> [TEXT SHOWN]:

_ _ _ _ _ _ _

She’s my oldest friend. Technically, we’ve been friends since we were 6. I moved to VT from PA in a snowstorm right after Christmas and the neighbors just down our dirt road came over to invite us to their New Years’ party. My parents aren’t really the partying type (I don’t ever remember going to another New Years get together), but, for whatever reason, we went to this one. It was a small gathering- mostly adults. There was one little girl upstairs in the little loft of the log cabin, so I went up to play with her. She was making a latch hook pillow with a fish on it. I had never seen latch hook before, so she taught me, and we spent hours laughing and pillow making up in that little loft. It was another 6 years before our paths crossed again. I was in 6th grade, getting ready to visit a new school for 7th grade. A couple days before the visit, my dad asked if I remembered the girl with the latch hook pillow. I said OF COURSE! He told me she was slated to visit the new school the same day I was! He remembered her last name from talking with her dad at the party and put two and two together. Fast forward to both of us deciding to go to the new school and being best friends all the way through middle and high school. We had our ups and downs, but we were apparently slated to be best friends, and it was out of our control. We were stuck together.

_ _ _ _ _ _ _

(Dataset entries)
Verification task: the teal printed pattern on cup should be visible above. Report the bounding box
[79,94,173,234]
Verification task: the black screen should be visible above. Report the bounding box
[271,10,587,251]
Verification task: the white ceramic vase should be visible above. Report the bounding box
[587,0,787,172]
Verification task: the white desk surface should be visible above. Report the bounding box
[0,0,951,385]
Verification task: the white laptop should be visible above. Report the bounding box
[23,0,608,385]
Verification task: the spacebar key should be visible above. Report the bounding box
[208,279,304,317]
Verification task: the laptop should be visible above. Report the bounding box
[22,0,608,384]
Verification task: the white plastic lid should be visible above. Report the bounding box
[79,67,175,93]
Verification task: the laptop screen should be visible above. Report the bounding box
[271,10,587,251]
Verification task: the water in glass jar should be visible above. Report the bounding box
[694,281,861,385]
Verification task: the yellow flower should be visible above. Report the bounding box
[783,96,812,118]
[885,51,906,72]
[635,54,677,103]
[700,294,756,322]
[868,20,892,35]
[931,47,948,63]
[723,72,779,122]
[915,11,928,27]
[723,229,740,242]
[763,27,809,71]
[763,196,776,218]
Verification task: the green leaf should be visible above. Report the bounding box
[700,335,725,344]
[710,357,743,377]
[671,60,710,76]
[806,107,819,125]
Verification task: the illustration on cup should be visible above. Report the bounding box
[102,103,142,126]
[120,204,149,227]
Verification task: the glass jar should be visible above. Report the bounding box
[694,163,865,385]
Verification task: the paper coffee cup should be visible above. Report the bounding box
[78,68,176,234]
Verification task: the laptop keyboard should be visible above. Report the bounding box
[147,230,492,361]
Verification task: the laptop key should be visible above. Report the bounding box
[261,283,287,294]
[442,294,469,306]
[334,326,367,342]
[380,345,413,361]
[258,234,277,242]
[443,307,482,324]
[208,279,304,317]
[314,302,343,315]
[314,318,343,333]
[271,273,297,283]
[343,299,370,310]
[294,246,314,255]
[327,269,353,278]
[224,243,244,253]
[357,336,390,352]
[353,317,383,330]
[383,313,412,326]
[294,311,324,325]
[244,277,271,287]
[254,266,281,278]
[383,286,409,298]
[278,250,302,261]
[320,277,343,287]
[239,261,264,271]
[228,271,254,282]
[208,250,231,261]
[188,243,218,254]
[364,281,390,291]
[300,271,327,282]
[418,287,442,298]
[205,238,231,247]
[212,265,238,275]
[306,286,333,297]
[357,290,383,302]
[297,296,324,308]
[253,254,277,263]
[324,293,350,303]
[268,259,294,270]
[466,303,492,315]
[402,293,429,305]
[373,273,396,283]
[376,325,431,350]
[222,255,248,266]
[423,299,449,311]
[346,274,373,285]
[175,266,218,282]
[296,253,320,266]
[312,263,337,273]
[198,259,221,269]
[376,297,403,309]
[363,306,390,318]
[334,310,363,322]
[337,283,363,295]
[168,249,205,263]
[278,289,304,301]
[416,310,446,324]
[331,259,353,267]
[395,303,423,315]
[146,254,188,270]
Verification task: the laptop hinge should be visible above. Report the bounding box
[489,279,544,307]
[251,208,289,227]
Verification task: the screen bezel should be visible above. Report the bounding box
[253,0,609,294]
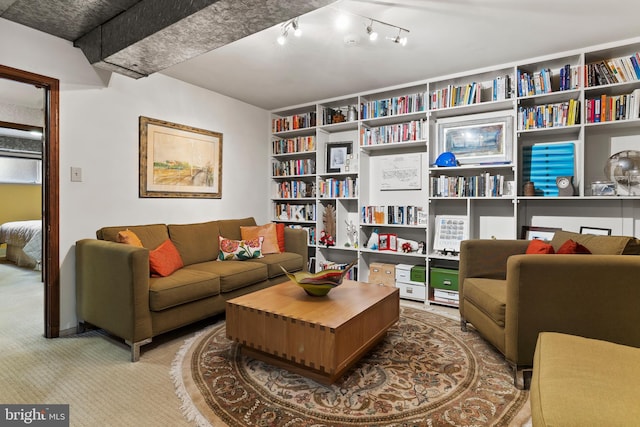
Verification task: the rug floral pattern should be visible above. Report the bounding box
[174,307,527,427]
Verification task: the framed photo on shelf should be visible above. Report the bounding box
[378,233,398,252]
[521,225,562,241]
[380,153,422,190]
[435,111,513,164]
[580,226,611,236]
[325,141,353,173]
[433,215,469,254]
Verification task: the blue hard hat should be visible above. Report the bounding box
[435,151,458,167]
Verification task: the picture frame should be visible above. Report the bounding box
[433,215,469,255]
[580,226,611,236]
[380,153,422,191]
[436,111,513,165]
[378,233,398,252]
[520,225,562,241]
[325,141,353,173]
[139,116,222,199]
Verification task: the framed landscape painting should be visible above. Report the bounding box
[139,116,222,199]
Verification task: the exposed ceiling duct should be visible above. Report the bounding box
[0,0,335,78]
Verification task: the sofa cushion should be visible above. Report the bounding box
[240,222,280,255]
[526,239,554,255]
[551,230,640,255]
[149,268,220,311]
[247,252,304,279]
[184,261,268,293]
[149,239,184,277]
[217,217,256,240]
[218,236,264,261]
[167,221,220,265]
[464,277,507,327]
[558,239,591,254]
[116,230,144,248]
[96,224,169,249]
[530,332,640,426]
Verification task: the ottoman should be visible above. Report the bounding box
[530,332,640,427]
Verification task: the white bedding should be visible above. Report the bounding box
[0,220,42,267]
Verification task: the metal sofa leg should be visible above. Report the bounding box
[510,363,533,390]
[125,338,151,362]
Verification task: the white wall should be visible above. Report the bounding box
[0,18,269,330]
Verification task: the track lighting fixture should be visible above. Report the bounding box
[387,28,407,46]
[358,15,409,46]
[276,18,302,46]
[367,19,378,42]
[276,13,409,46]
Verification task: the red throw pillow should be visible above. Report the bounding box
[276,222,285,252]
[556,239,591,254]
[525,239,554,254]
[149,239,184,277]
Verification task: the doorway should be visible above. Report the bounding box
[0,65,60,338]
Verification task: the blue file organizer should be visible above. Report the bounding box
[522,142,575,196]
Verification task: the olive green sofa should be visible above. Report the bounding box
[75,218,308,361]
[459,231,640,388]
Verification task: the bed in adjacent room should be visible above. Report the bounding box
[0,220,42,270]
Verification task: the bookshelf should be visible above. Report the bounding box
[270,38,640,306]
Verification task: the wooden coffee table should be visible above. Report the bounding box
[226,280,400,384]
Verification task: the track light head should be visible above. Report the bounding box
[367,21,378,41]
[276,30,288,46]
[291,18,302,37]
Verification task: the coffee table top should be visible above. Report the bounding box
[227,280,400,328]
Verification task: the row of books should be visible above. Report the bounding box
[273,159,316,176]
[585,89,640,123]
[318,260,358,280]
[360,205,427,225]
[272,136,316,154]
[517,99,580,130]
[585,52,640,86]
[318,177,358,198]
[287,224,316,246]
[430,172,511,197]
[431,82,482,109]
[276,181,316,199]
[360,93,428,120]
[516,64,580,96]
[360,119,429,146]
[271,111,316,133]
[274,203,316,221]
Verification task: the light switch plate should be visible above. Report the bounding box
[71,166,82,182]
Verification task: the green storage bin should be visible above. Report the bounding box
[429,267,458,291]
[410,265,427,283]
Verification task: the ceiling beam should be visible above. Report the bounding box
[74,0,335,78]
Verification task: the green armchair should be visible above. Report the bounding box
[459,231,640,388]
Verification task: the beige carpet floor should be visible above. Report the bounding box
[0,258,529,427]
[0,261,204,427]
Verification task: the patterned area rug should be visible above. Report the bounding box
[172,307,529,427]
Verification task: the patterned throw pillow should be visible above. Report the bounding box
[240,222,284,255]
[218,236,264,261]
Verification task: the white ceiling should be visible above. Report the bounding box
[161,0,640,110]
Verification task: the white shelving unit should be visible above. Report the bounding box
[271,38,640,305]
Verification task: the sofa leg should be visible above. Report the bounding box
[510,364,532,390]
[125,338,151,362]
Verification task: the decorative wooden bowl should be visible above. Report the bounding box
[280,259,358,297]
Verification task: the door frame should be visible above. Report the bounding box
[0,65,60,338]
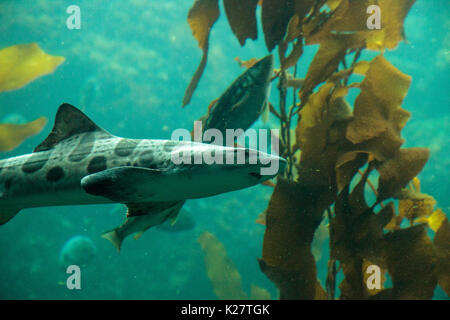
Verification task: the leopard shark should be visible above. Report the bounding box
[0,103,286,231]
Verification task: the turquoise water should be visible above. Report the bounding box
[0,0,450,299]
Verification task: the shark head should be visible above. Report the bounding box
[167,142,286,197]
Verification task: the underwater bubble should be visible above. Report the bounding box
[59,235,96,268]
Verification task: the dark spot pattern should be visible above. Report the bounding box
[46,166,64,182]
[114,139,139,157]
[22,151,50,173]
[87,156,107,174]
[69,132,95,162]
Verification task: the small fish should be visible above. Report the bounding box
[202,55,273,133]
[0,104,286,232]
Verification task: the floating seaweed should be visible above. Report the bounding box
[185,0,450,299]
[0,43,64,152]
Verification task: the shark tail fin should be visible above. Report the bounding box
[102,229,123,252]
[0,207,20,225]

_ _ _ _ _ _ _

> [WHAT THE TASK ASKS]:
For each statement, say whether it agrees with the text about the oldest friend, and answer yes or no with the deciding words quoted from that text.
1. The narrator's parents often went to New Year's parties.
2. At the party, the girl taught the narrator how to do latch hook.
3. The narrator and the girl met again when the narrator was in 7th grade.

> [EXERCISE ANSWER]:
1. No: "My parents aren’t really the partying type"
2. Yes: "I had never seen latch hook before, so she taught me"
3. No: "I was in 6th grade, getting ready to visit a new school for 7th grade"